▶ [Work to be completed] Name every geographic place mentioned in the article on the Drakelow energy-from-waste plant.

[BEGIN Text to read]

Contract signed for Drakelow EfW plant
Imogen Benson | 21 February 2020

Energy company Vital Energi has signed a contract to develop a new energy-from-waste (EfW) plant in Drakelow, near Burton upon Trent.

Scheduled for completion by 2023, the new plant is set to generate 18 megawatts of electricity (MWe) from 169,000 tonnes of refuse derived fuel (RDF) each year.

The Vital Energi team, which has already designed the EfW plant, will now be overseeing the building, ownership and operation of the facility on land leased to the company on a 30-year concession by energy company EON..

Ashley Malin, Vital Energi’s Project Development Director, explained: “The UK faces many environmental challenges and this facility is an exciting opportunity to reduce carbon emissions and divert waste from landfill. We are extremely excited to be delivering and operating this facility, which will make a positive contribution to the UK’s low-carbon infrastructure.

“We have worked with a team of industry experts in the EfW sector to bring this project to market and we would like to thank them for their contributions to deliver a major project.”

[END Text to read]
[BEGIN Information provided]

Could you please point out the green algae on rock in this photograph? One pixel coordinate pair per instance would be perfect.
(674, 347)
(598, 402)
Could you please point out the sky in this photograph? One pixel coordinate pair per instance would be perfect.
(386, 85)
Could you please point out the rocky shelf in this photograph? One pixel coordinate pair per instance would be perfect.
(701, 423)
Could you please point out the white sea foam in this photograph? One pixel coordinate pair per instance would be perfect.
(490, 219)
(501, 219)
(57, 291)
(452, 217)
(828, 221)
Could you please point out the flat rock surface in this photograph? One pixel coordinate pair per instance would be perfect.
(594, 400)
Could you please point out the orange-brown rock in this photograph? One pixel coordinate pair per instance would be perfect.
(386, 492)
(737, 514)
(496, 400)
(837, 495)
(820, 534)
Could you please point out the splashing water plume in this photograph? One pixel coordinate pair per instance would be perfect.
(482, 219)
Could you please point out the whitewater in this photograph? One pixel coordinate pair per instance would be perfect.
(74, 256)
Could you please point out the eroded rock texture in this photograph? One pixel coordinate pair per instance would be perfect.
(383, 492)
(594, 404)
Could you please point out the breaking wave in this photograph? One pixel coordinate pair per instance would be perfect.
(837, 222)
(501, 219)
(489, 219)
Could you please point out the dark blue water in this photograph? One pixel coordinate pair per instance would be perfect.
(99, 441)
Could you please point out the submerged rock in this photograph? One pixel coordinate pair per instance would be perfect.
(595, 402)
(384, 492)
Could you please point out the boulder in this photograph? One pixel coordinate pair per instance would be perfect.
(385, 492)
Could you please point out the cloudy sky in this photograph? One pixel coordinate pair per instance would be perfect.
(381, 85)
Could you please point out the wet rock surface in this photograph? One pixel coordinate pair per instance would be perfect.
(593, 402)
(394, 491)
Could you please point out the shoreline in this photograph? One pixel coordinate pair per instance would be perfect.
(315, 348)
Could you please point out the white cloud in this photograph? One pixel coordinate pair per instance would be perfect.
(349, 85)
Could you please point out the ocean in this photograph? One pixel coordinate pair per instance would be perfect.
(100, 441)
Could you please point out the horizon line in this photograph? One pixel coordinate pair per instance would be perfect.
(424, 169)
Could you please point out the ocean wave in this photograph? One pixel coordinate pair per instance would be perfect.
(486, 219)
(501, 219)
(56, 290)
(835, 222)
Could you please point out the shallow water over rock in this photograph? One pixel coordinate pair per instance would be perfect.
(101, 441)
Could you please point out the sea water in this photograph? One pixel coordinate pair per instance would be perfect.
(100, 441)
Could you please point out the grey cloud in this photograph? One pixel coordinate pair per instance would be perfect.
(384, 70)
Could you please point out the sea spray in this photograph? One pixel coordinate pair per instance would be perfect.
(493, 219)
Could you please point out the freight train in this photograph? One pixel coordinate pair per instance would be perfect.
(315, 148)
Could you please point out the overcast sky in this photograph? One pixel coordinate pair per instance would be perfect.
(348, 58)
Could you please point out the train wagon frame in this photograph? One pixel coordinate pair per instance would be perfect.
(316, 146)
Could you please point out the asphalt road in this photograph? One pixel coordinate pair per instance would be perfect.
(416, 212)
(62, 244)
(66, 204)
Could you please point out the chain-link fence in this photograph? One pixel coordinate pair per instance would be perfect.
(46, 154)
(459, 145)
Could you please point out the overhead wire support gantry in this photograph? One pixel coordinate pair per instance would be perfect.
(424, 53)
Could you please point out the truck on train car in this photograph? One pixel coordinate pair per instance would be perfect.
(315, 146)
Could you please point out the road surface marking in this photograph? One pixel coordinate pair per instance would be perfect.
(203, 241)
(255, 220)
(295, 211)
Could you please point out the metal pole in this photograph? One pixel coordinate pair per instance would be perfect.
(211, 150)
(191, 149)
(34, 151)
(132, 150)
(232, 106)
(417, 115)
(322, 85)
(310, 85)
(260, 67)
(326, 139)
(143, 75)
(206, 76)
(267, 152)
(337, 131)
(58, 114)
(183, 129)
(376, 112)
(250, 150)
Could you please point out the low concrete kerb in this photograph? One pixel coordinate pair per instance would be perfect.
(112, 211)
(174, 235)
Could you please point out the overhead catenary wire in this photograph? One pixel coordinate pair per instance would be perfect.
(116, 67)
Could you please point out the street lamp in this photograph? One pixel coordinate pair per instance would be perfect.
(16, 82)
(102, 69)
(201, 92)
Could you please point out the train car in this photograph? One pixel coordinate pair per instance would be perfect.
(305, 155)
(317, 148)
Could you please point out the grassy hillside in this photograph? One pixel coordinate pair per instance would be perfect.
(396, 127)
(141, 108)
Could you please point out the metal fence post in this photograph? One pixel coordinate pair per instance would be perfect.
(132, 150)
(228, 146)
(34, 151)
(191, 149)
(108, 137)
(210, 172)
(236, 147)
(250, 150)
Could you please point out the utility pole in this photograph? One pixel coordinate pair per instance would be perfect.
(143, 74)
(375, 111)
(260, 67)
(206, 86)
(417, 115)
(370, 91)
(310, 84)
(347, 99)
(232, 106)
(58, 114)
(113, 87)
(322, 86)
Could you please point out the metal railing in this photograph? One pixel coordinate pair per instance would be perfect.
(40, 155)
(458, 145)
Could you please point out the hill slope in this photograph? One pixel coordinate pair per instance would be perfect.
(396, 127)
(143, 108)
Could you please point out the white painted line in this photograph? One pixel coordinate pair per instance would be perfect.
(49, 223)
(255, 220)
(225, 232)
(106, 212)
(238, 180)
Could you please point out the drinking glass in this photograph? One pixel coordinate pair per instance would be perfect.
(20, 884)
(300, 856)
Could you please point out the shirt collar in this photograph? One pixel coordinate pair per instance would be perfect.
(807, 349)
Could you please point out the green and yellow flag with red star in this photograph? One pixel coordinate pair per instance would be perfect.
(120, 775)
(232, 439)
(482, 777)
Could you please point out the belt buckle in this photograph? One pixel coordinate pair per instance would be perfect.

[END Information provided]

▶ [Correct answer] Drakelow, Burton upon Trent, the UK